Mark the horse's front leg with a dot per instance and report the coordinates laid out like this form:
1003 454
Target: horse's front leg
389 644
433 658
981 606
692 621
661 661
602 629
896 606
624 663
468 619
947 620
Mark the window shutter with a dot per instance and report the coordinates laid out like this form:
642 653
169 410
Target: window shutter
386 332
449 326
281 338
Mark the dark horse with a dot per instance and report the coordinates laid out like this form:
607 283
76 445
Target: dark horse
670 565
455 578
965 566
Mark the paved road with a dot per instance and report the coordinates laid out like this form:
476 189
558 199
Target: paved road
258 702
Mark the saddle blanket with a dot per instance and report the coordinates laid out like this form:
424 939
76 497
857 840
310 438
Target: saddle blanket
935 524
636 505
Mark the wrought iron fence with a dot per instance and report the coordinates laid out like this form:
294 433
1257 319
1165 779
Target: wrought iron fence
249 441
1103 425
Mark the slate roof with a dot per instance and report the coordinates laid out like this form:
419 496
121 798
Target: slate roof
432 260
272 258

==

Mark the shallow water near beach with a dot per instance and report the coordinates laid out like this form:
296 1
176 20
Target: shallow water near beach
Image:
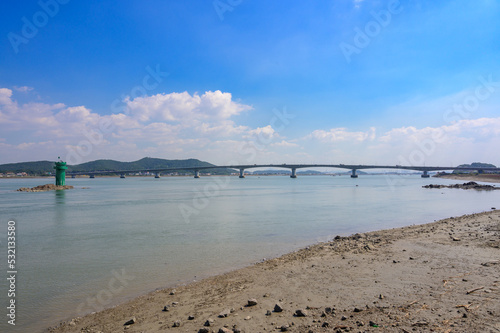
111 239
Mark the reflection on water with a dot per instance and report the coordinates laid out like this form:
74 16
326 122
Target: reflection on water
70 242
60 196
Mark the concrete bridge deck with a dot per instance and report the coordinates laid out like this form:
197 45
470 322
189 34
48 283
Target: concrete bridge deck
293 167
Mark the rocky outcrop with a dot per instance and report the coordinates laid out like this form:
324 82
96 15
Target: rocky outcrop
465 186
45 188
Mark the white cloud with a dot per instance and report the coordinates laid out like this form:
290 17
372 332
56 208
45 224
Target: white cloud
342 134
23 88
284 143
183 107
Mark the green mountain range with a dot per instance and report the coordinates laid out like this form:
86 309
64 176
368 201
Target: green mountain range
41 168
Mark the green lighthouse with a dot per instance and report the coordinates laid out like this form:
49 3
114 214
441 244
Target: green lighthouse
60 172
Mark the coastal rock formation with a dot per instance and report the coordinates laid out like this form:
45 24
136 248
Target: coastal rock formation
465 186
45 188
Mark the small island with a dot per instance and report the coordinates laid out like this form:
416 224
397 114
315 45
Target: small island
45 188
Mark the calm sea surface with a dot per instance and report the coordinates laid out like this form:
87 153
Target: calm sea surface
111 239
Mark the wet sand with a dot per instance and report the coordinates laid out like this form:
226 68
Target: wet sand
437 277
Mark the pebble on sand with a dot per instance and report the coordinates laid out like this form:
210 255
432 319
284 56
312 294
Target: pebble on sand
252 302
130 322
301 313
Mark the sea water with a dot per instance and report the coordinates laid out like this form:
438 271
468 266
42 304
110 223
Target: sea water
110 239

==

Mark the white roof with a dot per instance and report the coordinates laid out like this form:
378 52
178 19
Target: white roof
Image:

◆ The task
Please pull out every line of the listing above that contains the word "shutter", and copy each one in full.

◆ Solution to this exercise
Mark the window shutter with a dot per instance and report the coordinates laid out like this form:
Target: window shutter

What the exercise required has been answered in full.